What this task involves: Copy all of the data below word for word, leaving out the pictures.
+++
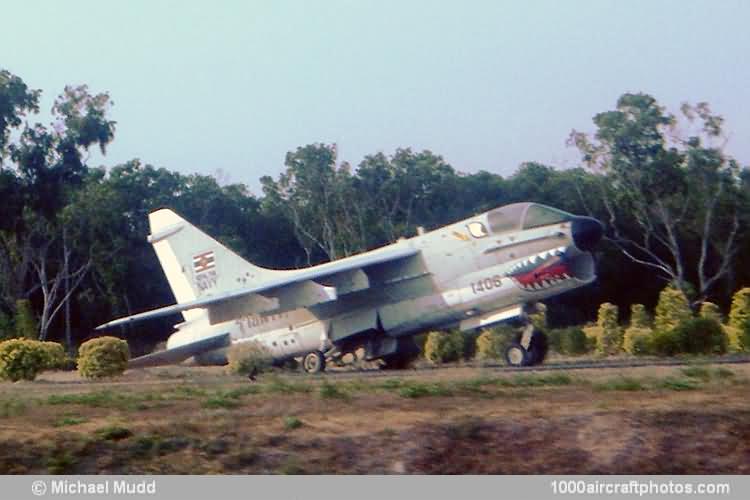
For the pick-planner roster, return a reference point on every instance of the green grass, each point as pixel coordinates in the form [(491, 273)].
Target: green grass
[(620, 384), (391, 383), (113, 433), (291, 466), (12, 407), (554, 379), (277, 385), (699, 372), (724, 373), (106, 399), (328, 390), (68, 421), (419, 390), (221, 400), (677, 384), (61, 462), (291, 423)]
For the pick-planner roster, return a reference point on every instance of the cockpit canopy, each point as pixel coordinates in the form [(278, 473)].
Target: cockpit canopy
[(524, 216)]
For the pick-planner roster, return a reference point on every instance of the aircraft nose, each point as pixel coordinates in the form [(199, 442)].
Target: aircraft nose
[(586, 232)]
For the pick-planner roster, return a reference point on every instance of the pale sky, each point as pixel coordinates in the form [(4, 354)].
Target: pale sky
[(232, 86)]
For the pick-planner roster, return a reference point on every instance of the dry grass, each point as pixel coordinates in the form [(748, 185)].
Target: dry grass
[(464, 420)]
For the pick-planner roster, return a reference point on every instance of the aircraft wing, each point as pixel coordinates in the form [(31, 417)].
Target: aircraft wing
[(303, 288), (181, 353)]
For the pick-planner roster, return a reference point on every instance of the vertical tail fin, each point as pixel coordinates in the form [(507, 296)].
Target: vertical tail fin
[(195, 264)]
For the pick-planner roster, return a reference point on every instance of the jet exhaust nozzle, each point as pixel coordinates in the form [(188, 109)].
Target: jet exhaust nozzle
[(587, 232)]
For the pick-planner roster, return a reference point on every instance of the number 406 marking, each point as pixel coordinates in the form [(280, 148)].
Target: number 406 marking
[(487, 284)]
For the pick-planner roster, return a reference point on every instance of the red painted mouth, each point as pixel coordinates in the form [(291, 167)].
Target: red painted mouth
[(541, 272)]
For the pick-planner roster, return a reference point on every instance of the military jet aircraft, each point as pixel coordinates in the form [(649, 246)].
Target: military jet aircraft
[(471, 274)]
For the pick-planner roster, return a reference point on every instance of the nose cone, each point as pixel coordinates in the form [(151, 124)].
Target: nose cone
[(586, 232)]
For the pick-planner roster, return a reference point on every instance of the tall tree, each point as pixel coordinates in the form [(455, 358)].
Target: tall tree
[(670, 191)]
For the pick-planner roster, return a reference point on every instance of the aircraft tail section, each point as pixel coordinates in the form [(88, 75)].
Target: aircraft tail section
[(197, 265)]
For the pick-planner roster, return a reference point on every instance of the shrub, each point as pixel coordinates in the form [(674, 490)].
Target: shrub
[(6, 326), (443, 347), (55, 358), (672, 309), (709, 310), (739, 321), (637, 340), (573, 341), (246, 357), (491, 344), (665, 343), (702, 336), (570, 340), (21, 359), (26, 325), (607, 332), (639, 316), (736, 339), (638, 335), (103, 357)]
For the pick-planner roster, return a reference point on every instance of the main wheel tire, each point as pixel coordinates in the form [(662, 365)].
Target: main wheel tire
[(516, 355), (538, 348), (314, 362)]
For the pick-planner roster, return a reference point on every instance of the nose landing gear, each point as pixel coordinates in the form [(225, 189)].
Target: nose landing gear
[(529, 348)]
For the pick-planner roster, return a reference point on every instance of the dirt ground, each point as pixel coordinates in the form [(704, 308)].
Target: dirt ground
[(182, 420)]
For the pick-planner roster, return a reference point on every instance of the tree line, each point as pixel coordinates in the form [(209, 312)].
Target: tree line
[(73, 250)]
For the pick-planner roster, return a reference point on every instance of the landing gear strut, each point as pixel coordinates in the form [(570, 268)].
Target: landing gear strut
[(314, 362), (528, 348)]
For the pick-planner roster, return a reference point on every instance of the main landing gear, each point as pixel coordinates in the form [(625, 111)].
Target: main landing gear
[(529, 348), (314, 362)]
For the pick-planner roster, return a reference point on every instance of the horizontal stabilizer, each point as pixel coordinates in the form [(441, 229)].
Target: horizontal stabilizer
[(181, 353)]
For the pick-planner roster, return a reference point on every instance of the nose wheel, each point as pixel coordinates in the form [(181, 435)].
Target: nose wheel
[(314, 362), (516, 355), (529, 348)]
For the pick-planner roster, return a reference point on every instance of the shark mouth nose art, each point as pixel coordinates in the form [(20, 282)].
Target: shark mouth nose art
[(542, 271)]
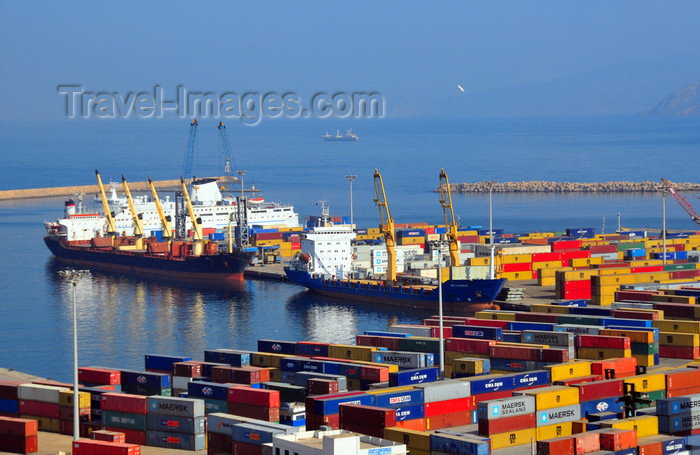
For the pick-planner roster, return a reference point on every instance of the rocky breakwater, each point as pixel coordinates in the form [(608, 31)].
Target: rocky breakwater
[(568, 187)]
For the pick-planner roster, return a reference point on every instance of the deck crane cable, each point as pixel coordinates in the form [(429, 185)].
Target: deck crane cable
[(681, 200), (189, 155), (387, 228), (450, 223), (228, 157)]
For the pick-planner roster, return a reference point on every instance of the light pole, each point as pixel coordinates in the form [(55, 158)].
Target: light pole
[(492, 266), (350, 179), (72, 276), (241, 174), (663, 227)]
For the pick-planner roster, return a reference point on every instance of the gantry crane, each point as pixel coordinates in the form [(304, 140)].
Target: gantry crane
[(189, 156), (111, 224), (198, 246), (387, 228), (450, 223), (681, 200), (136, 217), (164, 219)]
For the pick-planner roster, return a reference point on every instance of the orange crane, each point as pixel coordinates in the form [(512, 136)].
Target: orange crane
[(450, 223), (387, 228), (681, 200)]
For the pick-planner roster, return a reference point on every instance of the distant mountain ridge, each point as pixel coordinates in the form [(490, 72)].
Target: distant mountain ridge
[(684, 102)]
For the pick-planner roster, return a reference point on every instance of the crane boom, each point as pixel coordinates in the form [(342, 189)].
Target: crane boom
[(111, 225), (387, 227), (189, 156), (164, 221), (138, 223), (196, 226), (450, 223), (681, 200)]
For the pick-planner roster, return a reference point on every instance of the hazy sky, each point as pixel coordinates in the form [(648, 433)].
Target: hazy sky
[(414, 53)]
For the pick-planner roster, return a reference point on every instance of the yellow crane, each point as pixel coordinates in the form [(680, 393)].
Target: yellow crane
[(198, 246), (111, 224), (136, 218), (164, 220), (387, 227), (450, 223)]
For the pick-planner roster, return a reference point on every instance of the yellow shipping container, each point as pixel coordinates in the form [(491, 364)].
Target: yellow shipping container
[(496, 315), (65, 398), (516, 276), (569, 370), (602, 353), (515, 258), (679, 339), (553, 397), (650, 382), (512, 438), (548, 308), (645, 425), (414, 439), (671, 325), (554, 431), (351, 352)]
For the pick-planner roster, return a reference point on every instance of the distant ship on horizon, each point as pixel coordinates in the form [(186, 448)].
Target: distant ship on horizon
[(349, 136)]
+++
Final answer:
For the pick-planner roster, return a reference point on every instance of the green grass, each point as pixel coordinates in the form [(491, 273)].
Target: green grass
[(620, 384), (391, 383), (113, 433), (291, 466), (12, 407), (554, 379), (277, 385), (699, 372), (724, 373), (106, 399), (328, 390), (68, 421), (419, 390), (221, 400), (677, 384), (61, 462), (291, 423)]
For the pick-planner roster, return a reference point on every instance of the cockpit canopy, each point as pixel coordinates in the form [(278, 473)].
Target: cockpit canopy
[(524, 216)]
For the pick-planner roster, return a reference point on every instance of the aircraft nose, each point as pixel coordinates in the form [(199, 442)].
Target: aircraft nose
[(586, 232)]
For the pick-planner roster, return a reference point on every instance of the pale sky, each point as pixel coordinates in the form [(4, 354)].
Target: pale sky
[(232, 86)]
For the pick-planner roster, return a reference point on every instance of the dry grass, each point as pixel coordinates in the form [(748, 185)].
Target: dry grass
[(464, 420)]
For the pick-planner roster, return a reference point on every instance of the aircraft wing, each point as pixel coordinates in the form [(31, 417)].
Target: aircraft wing
[(303, 288), (181, 353)]
For the pick-planner roster, return a reference point on every instance of the vertical tail fin, each point as pixel coordinates in the form [(507, 296)].
Target: vertical tail fin
[(195, 264)]
For the pick-planner roster, return a reference point on every instance of the jet exhaust nozzle, each point as pixel coordinates in the form [(188, 109)].
Target: jet exhaust nozzle
[(587, 232)]
For the pick-planner roster, return a reference point on every instance of the number 406 marking, each point as pixel coordinates in the form [(280, 148)].
Target: number 406 marking
[(487, 284)]
For the pick-planner roster, return a reference point on every instance of the red painted mouth, each point as pixel coordinates in the form [(291, 167)].
Target: red painted mouth
[(541, 272)]
For the pick-planner roster, return a reference point on every instance of the military jet aircraft, each point as pixel coordinates in the form [(649, 246)].
Target: military jet aircraft
[(471, 274)]
For the pick-planner roster, return a reference point on every instance of the nose cone, each point as pixel coordinates in the form [(151, 124)].
Target: nose cone
[(586, 232)]
For the pick-planner roster, return a reference point on every instance of the tall tree, each point as pixel coordinates in the form [(455, 358)].
Target: tall tree
[(670, 191)]
For the pick-planner roster, return a reference point on every instance of the aircraft tail section, each point as pixel coordinates in the form [(88, 75)].
Target: aircraft tail section
[(197, 265)]
For the pick-planner roster, return a reference point on every instance of the shrub, each point as pixel coordinates in the form [(674, 490)].
Target: shrub
[(6, 326), (443, 347), (55, 358), (672, 309), (709, 310), (739, 321), (637, 340), (573, 341), (246, 357), (491, 344), (665, 343), (702, 336), (570, 340), (21, 359), (26, 325), (607, 332), (639, 316), (736, 339), (638, 335), (103, 357)]
For the pick-planner roster, return a reference point on every instance of the main wheel tire, each point as pixel coordinates in the form [(662, 365)].
Target: main wheel tire
[(516, 355), (538, 348), (314, 362)]
For the pick-planner roster, return a reference point on every instance of the nose landing gear, each point as pixel coordinates in the form [(225, 189)].
Target: nose landing gear
[(529, 348)]
For the pick-planner roster, return a reference point on every instance of the dirt ground, each point as pixel coordinates in the form [(704, 308)].
Target: dirt ground
[(182, 420)]
For the pick-planner roster, return a reference point on every instance of the tree line, each point as pixel coordinates in the form [(209, 312)].
Target: tree line
[(73, 250)]
For the pick-planner roster, return a reference point on every instance of the landing gear strut, each point as pixel coordinates in the form [(570, 268)].
Target: landing gear strut
[(314, 362), (528, 348)]
For the pick-planner roster, return a reference point on every instance of the main landing gear, each point as pixel coordinates in the form [(625, 111)].
Target: main landing gear
[(529, 348), (314, 362)]
For the pick-planner roster, return a reference point on every instance of the horizontal stabilizer, each point as pixel coordinates in the form [(441, 229)].
Target: horizontal stabilizer
[(181, 353)]
For the pick-planner roster, return a reference point on every instance of the nose wheel, each point as pixel coordinates in the form [(181, 435)].
Target: nose wheel
[(314, 362), (516, 355), (529, 348)]
For the pick-planner roster, return a reference point on every instance of the shark mouth nose art, each point as pixel coordinates in the form [(20, 282)].
Target: shark mouth nose art
[(542, 271)]
For the pick-planner roster, return a reference point on every instance of the rocky breakwater, each point as pixel coordinates in the form [(608, 31)].
Target: rocky breakwater
[(568, 187)]
For the pick-planner roster, return a reference point on every instance of the deck crane cable, each point as pixel coordinates in the form [(429, 185)].
Target: deck crane cable
[(681, 200), (189, 155), (387, 228), (450, 223), (228, 157)]
For the pick-planner roster, return a reference point on every instance of the light pole, each point as pixel coordinates in the form [(55, 158)].
Target: light pole
[(492, 266), (350, 179), (72, 276), (241, 174), (663, 227)]
For the pick-planner roster, return a reference point on every instance of the gantry crane, each point as pixel coordinates in the form [(304, 140)].
Target: gantry crane
[(189, 156), (111, 224), (198, 246), (387, 228), (450, 223), (681, 200), (136, 217), (164, 219)]
For the pick-planner roster, return a reference point on every instance of the orange crane, each point as pixel coordinates in the form [(512, 136)].
Target: orange crane
[(450, 223), (387, 228), (681, 200)]
For the pick-planner roster, return a reference point on every instance of the distant mountain ridge, each point as pixel coordinates in the form [(490, 72)].
Target: distant mountain ridge
[(684, 102)]
For the pick-planner roster, return a reference point on every instance of the crane boom, each point as pixel coordinates in the form [(342, 189)].
Target: crane boom
[(111, 225), (387, 227), (189, 156), (164, 221), (138, 223), (196, 226), (450, 223), (681, 200)]
For the pick-planner roster, return a reference point on every instance of the hazy sky, each point as pixel coordinates in the form [(648, 433)].
Target: hazy sky
[(414, 53)]
For the pick-planner roster, return a reference point on every instance of the yellow crane, each point as pixel coordinates in the form [(680, 393)].
Target: yellow crane
[(198, 246), (111, 224), (136, 218), (164, 220), (387, 227), (450, 223)]
For the pick-planner roster, return a reference point on every instance of the yellow shipping container, each point as pixel coordinates in the form [(491, 364)].
Target: yellow shipping container
[(496, 315), (65, 398), (516, 276), (569, 370), (602, 353), (515, 258), (679, 339), (553, 397), (650, 382), (512, 438), (548, 308), (645, 425), (414, 439), (671, 325), (554, 431), (351, 352)]
For the pick-planner roster, return a reference point on every instance of the distant ship on horizon, each point as pixel coordinates in the form [(186, 448)].
Target: distant ship on horizon
[(349, 136)]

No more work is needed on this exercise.